Exercise task - Swap "wide steps" for "broad steps" in the rows starting at the line containing "If you could mark the ornate" and ending at the line containing "Target: tall arched doorway", and give those lines again with nothing else changed.

Records -
** Start **

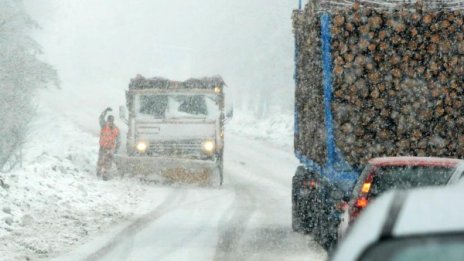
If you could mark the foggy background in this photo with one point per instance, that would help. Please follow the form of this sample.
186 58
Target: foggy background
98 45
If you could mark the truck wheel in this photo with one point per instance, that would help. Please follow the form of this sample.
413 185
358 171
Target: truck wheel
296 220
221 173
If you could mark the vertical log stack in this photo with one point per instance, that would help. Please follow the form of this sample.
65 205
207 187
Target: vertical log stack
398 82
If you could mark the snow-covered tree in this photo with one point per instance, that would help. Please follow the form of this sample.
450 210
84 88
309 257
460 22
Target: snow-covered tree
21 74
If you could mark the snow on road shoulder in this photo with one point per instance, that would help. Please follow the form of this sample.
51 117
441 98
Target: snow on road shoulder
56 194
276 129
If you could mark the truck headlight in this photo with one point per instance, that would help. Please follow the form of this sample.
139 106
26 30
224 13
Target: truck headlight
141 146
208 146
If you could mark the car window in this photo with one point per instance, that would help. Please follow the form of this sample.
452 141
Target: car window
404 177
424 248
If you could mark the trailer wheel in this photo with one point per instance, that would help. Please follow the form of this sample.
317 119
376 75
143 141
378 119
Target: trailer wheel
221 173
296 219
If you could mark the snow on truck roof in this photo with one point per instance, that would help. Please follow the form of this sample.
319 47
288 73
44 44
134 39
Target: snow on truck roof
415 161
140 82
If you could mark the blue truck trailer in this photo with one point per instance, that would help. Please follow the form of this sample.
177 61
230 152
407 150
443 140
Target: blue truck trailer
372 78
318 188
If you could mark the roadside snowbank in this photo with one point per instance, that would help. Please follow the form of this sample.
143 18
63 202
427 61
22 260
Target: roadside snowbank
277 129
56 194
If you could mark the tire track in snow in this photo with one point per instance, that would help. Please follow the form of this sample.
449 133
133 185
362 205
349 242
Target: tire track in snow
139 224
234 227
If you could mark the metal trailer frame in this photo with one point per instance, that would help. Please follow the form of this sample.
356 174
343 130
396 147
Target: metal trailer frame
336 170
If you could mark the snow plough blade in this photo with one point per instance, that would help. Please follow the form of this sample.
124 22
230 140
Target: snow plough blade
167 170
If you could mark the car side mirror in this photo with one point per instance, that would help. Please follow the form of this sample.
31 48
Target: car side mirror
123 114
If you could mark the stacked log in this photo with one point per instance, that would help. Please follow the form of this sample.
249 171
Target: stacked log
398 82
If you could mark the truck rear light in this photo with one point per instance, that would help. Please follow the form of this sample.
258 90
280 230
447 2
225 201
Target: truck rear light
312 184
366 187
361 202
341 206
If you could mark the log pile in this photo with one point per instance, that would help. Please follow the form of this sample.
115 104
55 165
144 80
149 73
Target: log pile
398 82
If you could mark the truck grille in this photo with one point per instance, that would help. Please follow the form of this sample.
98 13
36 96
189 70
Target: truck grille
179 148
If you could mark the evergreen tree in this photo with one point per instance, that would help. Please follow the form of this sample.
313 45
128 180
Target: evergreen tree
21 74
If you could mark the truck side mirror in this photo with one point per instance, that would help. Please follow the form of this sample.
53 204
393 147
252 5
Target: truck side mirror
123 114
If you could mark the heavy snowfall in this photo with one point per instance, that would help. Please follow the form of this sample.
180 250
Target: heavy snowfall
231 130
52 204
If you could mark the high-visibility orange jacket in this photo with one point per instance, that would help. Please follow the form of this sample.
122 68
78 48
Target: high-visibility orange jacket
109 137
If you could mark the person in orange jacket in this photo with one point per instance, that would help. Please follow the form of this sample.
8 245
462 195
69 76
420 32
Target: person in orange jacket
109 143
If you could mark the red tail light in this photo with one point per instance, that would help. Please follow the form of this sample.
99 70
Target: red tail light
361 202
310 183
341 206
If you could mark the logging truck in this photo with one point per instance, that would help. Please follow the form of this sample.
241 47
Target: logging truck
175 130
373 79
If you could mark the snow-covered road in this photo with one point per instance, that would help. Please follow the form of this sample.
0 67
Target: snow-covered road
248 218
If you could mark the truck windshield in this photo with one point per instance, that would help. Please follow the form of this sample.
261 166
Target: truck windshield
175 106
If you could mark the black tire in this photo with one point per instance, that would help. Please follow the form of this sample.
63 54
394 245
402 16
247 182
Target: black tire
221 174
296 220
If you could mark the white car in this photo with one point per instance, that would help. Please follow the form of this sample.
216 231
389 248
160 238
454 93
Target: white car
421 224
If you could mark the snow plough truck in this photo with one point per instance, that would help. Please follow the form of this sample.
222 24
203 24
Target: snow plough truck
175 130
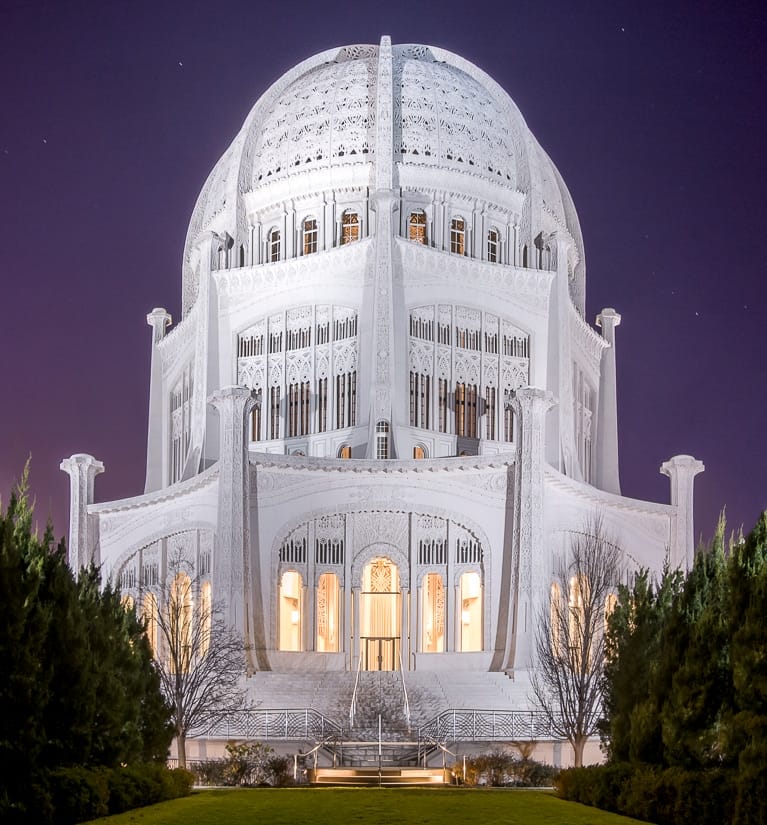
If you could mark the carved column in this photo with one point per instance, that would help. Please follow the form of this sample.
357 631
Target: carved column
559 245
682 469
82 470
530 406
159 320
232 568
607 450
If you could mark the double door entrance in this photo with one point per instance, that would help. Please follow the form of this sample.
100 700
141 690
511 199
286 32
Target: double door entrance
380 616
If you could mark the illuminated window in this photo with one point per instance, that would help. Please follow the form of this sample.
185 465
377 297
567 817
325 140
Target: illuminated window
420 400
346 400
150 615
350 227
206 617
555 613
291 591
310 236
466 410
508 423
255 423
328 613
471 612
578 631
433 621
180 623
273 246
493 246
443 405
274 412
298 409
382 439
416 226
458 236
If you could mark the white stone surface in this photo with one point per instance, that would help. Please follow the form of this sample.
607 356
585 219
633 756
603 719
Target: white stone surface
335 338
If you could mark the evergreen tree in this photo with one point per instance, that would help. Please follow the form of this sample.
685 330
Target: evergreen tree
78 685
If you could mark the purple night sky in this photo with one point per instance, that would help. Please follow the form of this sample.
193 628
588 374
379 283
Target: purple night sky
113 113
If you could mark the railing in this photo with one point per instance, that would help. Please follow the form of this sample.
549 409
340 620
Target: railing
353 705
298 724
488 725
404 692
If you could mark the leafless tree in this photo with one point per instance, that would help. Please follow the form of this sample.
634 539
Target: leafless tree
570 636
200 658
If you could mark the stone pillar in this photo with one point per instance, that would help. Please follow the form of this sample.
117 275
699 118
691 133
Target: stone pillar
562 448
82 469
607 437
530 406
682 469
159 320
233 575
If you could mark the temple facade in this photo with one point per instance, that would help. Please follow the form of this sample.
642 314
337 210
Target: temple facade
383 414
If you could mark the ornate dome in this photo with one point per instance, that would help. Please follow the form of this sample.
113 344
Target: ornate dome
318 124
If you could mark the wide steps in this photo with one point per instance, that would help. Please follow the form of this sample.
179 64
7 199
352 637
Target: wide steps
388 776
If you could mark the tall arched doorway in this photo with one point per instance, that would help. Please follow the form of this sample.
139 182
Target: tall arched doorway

** End **
** Start **

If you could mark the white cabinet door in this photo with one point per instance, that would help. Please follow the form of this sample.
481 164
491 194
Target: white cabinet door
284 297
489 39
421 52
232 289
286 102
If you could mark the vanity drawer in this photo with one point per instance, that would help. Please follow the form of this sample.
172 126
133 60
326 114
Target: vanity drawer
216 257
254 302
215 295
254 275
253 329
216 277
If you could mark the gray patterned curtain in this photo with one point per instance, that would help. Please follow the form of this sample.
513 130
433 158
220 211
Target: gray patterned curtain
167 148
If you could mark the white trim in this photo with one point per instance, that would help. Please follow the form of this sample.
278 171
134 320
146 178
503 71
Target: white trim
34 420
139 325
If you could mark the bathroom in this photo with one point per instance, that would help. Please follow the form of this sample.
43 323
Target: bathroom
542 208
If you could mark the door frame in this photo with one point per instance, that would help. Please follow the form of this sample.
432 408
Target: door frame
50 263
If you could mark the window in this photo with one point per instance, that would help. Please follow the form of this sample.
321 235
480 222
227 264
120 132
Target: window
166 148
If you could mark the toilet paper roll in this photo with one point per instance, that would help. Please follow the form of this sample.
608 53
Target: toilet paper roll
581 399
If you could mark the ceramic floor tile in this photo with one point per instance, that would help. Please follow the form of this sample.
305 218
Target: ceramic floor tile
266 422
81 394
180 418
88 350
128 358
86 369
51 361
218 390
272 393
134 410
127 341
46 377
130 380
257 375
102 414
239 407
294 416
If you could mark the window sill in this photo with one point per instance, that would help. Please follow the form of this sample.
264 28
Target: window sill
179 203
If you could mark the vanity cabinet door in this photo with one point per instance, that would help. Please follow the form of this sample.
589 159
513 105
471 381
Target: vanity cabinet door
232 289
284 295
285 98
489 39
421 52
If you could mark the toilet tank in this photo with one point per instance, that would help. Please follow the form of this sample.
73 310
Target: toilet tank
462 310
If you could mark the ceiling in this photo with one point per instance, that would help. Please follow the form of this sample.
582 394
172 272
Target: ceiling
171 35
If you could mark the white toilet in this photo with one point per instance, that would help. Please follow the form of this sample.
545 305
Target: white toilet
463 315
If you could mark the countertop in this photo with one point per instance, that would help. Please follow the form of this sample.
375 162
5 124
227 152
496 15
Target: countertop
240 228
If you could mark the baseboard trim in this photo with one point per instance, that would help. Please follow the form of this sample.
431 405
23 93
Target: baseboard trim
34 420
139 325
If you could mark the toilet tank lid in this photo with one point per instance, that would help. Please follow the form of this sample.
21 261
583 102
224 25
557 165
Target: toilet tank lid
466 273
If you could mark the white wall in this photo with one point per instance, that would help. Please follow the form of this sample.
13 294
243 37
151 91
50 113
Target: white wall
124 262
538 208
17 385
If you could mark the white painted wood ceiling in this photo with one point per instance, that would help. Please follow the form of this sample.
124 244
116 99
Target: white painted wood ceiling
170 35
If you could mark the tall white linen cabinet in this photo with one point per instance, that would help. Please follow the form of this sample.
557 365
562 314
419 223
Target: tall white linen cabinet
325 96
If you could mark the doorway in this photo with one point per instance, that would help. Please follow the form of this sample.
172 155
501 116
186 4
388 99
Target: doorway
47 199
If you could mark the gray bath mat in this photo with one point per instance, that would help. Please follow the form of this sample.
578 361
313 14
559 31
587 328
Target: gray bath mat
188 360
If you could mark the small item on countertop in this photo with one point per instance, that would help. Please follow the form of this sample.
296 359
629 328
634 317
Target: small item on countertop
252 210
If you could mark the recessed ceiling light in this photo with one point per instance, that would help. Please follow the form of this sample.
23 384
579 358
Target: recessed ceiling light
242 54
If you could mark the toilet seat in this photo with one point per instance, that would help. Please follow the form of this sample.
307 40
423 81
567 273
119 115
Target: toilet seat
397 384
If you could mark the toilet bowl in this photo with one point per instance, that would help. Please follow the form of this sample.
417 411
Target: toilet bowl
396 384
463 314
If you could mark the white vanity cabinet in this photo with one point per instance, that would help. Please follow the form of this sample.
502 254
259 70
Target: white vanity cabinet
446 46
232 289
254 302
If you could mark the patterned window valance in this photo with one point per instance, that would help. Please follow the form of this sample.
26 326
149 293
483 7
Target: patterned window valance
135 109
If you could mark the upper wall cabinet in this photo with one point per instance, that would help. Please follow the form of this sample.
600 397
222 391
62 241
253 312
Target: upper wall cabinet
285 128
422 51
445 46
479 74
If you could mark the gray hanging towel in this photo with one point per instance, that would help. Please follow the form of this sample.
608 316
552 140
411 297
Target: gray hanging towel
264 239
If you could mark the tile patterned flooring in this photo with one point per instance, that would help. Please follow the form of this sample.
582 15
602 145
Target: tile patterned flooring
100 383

** End **

Reply -
If you could mark the ornate dome in this photo with one point per instance, that would help. Please follow the form of this sample.
113 344
Target: ornate dome
318 124
If you could mark the broad steps in this photo with one point per instance, that would help. Please follow the form of this sample.
179 64
7 199
352 637
Target: broad steps
388 776
If you could mark the tall arched doorway in this photo with one point per instance, that would help. Please follow the form of this sample.
139 182
Target: tall arched doorway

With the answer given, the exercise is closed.